>>>

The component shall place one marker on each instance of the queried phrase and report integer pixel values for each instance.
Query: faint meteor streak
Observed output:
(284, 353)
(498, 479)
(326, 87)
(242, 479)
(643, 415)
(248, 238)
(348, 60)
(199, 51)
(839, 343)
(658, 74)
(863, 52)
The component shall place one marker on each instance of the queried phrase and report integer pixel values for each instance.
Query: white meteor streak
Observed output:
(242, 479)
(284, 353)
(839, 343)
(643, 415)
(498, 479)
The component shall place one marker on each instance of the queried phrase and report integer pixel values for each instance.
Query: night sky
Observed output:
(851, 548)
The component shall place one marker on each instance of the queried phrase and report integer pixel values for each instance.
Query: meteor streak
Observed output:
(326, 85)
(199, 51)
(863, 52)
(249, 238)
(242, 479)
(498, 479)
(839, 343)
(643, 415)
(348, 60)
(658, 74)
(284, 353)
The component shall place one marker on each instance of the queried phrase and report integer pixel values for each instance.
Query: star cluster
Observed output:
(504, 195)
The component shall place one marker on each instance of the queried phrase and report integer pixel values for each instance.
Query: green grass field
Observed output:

<<<

> **What to work on**
Retype all of the data shown above, word for word.

> **Written response**
The component shall place one marker on each instance of the queried phrase and report integer pixel values for each instance.
Query: faint meteor streak
Observed output:
(284, 353)
(498, 479)
(326, 87)
(242, 479)
(643, 415)
(248, 238)
(348, 60)
(199, 51)
(839, 343)
(658, 74)
(863, 52)
The component shall place one marker on each instance of the queried phrase and report integer pixel values for each instance.
Query: white meteor streak
Observed output:
(242, 479)
(284, 353)
(839, 343)
(643, 415)
(498, 479)
The component shall place one marker on each instance of the queried phrase and report integer pixel values for each instance.
Query: night sky
Observed output:
(851, 548)
The component shall place one marker on each instance of the queried phrase and report integer pixel values for each instance.
Query: meteor streak
Observed output:
(326, 85)
(199, 51)
(863, 52)
(249, 238)
(242, 479)
(498, 479)
(839, 343)
(643, 415)
(348, 60)
(658, 74)
(284, 353)
The component shall place one marker on each instance of the queried phrase and report integer pixel values for each instance.
Query: star cluster
Observed output:
(504, 195)
The component shall place one marker on each instance of the queried phrase and report integer pixel values for each instance.
Query: green grass field
Observed output:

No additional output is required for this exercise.